Corvair College #23, 2700cc Engine, Spencer Gould, SP-500
In the above photo, from left to right, Spencer Gould, Dan Weseman and Mark “Petz” from Falcon Machine at work on Spencer’s engine at Corvair College #23. Dan is covering the installation of his 5th bearing onto Spencer’s engine. Originally built as a plain 4 bearing engine, Spencer elected to add Dan’s bearing, a fairly easy upgrade that does not require the engine to be disassembled. Dan’s presentation on how to do the process complemented the clear directions that come with his bearing.
Above is the same process from a different angle. Here the prop end of the engine with the Safety Shaft is sticking straight up. Installation is easier on the bench, and it is easiest if the pistons and rods are not yet installed, but Dan has demonstrated many times that the upgrade to his bearing can be done without ever removing the engine from the airframe. He now has well over 200 bearings in the field, and they have been proven over 5 years of service. Upgrading an engine requires a shorter hubto keep the same length of Studs, Shaftand cowling. The Wesemans offer this machine service to builders who already have one of our Black Hubs or a Standard length Gold Hub. Builders that are planning on using a Dan bearing from the start order a Short Gold Hub from us.

PROBLEMS
(a) In the text on the Corvair engine, how many of Dan's bearings are in the field?
(b) Rewrite the Corvair engine text from "Corvair College #23, 2700cc" up to and including "with his bearing.", substituting "the college workshop" for "Corvair College #23".

DATASET RECORDS
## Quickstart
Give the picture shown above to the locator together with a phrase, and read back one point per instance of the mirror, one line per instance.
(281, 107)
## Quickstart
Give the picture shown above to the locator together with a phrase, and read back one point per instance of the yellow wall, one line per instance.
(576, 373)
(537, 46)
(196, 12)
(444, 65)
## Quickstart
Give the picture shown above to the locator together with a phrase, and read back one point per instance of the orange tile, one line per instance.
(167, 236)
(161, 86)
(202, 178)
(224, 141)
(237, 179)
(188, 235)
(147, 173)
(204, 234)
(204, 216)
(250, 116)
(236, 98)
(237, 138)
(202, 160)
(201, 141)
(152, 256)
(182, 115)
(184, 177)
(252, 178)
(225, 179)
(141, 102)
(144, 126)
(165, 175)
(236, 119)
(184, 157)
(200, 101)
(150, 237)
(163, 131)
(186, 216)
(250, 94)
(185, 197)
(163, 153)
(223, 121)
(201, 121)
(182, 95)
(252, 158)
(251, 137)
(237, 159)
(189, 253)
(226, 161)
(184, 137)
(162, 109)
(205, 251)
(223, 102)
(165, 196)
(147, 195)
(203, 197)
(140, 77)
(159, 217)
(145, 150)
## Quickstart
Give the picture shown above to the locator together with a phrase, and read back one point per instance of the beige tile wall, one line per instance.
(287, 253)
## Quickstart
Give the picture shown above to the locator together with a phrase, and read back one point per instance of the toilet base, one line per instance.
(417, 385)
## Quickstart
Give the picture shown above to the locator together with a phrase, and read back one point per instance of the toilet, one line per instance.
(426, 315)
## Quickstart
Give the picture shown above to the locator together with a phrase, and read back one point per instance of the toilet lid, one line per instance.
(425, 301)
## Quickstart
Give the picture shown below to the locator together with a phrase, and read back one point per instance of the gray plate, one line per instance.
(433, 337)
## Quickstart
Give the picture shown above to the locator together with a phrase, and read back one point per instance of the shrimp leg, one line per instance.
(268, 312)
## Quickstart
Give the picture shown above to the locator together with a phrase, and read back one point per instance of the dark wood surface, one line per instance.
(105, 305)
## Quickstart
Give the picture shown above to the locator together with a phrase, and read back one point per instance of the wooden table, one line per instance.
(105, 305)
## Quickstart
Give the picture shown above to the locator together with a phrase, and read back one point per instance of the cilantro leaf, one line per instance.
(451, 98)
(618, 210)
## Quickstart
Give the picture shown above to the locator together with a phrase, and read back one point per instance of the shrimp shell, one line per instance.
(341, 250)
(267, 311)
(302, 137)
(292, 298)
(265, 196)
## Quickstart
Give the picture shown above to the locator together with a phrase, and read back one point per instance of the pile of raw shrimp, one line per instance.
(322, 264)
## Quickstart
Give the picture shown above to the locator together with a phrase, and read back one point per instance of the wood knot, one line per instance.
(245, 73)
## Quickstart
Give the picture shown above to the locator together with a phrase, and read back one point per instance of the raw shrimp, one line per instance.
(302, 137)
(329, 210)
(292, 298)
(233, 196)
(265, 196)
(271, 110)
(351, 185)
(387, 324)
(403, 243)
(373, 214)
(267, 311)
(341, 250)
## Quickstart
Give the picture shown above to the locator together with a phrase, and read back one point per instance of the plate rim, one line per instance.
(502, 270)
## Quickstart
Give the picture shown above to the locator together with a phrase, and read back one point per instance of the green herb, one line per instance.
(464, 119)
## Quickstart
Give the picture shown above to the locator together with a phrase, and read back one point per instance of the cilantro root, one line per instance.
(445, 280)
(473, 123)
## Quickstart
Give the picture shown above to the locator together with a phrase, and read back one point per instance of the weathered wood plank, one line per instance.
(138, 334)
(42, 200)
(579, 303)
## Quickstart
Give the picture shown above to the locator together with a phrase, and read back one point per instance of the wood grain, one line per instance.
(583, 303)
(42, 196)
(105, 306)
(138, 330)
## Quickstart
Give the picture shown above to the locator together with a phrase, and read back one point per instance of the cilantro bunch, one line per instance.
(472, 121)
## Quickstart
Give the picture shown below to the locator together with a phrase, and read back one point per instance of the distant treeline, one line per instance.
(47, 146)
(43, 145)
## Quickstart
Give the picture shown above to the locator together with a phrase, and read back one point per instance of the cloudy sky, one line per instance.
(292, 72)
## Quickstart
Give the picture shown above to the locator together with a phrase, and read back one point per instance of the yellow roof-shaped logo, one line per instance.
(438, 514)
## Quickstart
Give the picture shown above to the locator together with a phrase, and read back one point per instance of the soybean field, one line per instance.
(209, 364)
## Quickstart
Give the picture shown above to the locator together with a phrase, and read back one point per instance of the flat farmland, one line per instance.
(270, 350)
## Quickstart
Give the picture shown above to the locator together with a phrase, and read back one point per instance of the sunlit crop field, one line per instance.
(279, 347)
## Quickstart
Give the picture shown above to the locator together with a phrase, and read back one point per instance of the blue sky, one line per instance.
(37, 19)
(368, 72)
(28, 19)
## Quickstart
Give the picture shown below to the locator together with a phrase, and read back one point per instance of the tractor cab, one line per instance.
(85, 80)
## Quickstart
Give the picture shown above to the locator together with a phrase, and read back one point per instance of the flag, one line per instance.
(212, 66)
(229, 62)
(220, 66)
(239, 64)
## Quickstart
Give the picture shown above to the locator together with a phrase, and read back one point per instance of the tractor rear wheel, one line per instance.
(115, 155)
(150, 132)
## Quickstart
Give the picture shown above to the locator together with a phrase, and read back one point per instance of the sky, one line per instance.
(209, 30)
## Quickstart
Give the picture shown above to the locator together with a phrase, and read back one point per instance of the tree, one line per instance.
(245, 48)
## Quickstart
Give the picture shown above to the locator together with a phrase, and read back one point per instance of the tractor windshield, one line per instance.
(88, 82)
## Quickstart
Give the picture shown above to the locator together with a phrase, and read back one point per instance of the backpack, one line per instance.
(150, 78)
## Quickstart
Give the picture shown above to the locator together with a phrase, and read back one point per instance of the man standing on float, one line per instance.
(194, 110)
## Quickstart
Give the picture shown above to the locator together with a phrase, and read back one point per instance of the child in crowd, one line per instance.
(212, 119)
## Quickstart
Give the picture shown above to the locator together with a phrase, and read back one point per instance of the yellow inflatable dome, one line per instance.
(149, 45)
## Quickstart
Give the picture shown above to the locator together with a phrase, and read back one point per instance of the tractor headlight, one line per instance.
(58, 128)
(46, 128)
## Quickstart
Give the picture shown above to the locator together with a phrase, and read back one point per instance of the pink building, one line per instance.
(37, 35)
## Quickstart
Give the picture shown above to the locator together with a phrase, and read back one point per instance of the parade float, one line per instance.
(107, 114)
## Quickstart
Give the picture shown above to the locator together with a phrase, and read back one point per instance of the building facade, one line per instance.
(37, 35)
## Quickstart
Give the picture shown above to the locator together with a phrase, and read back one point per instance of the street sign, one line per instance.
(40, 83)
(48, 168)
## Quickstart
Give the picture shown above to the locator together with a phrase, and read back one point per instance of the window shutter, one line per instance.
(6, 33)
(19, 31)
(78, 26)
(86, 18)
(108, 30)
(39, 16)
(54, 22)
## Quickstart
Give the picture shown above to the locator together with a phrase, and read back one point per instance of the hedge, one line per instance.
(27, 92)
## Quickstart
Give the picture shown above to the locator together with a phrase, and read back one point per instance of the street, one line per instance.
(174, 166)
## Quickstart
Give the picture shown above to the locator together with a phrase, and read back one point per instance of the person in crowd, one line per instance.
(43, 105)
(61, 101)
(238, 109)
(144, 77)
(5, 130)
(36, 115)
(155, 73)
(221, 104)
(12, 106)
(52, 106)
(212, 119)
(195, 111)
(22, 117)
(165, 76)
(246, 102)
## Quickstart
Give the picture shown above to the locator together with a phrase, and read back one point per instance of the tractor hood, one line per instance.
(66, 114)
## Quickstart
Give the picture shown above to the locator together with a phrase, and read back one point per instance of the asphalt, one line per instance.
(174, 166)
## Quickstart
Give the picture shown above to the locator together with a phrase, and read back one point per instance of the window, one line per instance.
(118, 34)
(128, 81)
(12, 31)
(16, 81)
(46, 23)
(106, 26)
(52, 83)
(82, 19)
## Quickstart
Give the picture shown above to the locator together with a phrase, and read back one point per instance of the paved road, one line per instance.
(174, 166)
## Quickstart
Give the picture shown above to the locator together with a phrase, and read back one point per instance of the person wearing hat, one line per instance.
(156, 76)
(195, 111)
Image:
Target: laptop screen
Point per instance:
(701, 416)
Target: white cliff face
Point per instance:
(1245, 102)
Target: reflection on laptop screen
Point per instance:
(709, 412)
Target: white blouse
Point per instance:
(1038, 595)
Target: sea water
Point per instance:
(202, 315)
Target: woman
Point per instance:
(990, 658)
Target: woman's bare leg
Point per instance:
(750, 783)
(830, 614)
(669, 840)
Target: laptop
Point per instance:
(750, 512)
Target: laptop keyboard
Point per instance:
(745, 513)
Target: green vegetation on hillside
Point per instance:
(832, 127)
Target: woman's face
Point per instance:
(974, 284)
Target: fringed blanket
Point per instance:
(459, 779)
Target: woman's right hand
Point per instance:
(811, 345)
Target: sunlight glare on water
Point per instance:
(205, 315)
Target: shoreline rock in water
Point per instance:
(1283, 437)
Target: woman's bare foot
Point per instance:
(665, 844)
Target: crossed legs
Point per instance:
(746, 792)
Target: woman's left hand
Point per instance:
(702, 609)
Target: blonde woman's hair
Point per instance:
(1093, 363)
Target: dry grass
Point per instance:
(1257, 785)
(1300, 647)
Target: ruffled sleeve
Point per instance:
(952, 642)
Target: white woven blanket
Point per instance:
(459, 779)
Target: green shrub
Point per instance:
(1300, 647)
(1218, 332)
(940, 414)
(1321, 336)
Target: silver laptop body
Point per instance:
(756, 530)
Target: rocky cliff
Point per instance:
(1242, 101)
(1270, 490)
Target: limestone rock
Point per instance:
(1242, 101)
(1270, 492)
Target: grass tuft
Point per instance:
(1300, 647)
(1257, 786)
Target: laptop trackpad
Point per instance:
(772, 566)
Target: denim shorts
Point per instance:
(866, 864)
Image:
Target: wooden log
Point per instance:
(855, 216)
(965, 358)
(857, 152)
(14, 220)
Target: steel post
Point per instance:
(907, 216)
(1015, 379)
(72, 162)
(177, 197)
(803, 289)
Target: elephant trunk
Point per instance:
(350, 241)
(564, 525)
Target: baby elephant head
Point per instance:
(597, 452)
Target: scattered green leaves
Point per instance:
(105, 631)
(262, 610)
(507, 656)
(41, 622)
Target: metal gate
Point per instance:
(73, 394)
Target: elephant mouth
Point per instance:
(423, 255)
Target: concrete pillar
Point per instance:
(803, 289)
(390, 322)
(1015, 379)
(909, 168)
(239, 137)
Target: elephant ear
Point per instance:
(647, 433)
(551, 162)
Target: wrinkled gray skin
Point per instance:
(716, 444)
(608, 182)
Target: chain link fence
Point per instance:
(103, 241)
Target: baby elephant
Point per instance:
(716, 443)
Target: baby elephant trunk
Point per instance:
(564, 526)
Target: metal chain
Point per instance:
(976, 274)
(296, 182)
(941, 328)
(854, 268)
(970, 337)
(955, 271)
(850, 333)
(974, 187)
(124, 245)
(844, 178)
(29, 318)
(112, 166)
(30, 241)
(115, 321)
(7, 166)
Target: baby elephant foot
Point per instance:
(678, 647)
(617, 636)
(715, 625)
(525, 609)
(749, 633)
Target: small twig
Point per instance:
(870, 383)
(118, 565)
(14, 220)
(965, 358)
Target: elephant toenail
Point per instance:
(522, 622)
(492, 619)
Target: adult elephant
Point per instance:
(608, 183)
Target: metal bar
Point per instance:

TASK RESULTS
(a) Well over 200.

(b)
the college workshop, 2700cc Engine, Spencer Gould, SP-500
In the above photo, from left to right, Spencer Gould, Dan Weseman and Mark “Petz” from Falcon Machine at work on Spencer’s engine at the college workshop. Dan is covering the installation of his 5th bearing onto Spencer’s engine. Originally built as a plain 4 bearing engine, Spencer elected to add Dan’s bearing, a fairly easy upgrade that does not require the engine to be disassembled. Dan’s presentation on how to do the process complemented the clear directions that come with his bearing.